- [DOCUMENTTEKST]:
————
Parsja Kedosjiem 5782

Rabbijn Shimon Evers

Wajikra / Leviticus 19:1-20:27

Geen wraak

In de parasja van deze week lezen we een beroemde zin uit de Torah: “Neem geen wraak en koester geen wraakgevoelens. Houd van je naaste zoals van je zelf. Ik ben G’d.” (Wajikra 19,18)

Laten we eerst even kijken naar het eerste gedeelte van deze zin; geen wraak en geen wraakgevoelens. Wat wordt hiermee bedoeld in de praktijk? Twee voorbeelden om het duidelijk te maken.

‘Neem geen wraak.’ Jakov vraagt aan David of hij van hem een zaag kan lenen. David weigert. De volgende dag vraagt David aan Jakov of hij van hem een hark kan lenen. Hierop antwoordt Jakov: “Jij wilde mij gisteren geen zaag lenen, dan  leen ik jou vandaag geen hark!” Dat is wraak.

‘Koester geen wraakgevoelens.’ Jakov vraagt aan David of hij van hem een zaag kan lenen. David weigert. De volgende dag vraagt David aan Jakov of hij van hem een hark kan lenen. Hierop antwoordt Jakov: “Ik ben niet zo als jij, je mag gerust mijn hark lenen.” Dat zijn wraakgevoelens.
————
- [GESELECTEERDE GEGEVENS]:
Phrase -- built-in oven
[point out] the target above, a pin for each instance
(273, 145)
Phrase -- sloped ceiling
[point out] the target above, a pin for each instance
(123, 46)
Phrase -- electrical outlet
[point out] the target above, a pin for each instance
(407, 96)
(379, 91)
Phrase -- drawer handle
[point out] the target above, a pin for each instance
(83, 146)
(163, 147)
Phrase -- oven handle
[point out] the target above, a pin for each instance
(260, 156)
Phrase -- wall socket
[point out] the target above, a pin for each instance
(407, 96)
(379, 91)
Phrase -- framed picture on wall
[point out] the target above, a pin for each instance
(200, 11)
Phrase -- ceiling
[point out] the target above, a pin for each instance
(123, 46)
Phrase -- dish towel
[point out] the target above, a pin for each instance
————
- [OPDRACHT 1]:
Leg uit met welk doel de tekst over parasja Kedosjiem twee voorbeelden geeft, en gebruik daarbij alleen wat die tekst zelf zegt.
- [OPDRACHT 2]:
Neem uit de tekst over parasja Kedosjiem het gedeelte van "Rabbijn Shimon Evers" tot en met "Dat is wraak." letterlijk over.

- [VOLLEDIG ANTWOORD 1]:
De twee voorbeelden maken duidelijk wat het eerste gedeelte van de zin in de praktijk betekent. Dat gedeelte luidt: geen wraak nemen en geen wraakgevoelens koesteren.

- [VOLLEDIG ANTWOORD 2]:
Rabbijn Shimon Evers

Wajikra / Leviticus 19:1-20:27

Geen wraak

In de parasja van deze week lezen we een beroemde zin uit de Torah: “Neem geen wraak en koester geen wraakgevoelens. Houd van je naaste zoals van je zelf. Ik ben G’d.” (Wajikra 19,18)

Laten we eerst even kijken naar het eerste gedeelte van deze zin; geen wraak en geen wraakgevoelens. Wat wordt hiermee bedoeld in de praktijk? Twee voorbeelden om het duidelijk te maken.

‘Neem geen wraak.’ Jakov vraagt aan David of hij van hem een zaag kan lenen. David weigert. De volgende dag vraagt David aan Jakov of hij van hem een hark kan lenen. Hierop antwoordt Jakov: “Jij wilde mij gisteren geen zaag lenen, dan  leen ik jou vandaag geen hark!” Dat is wraak.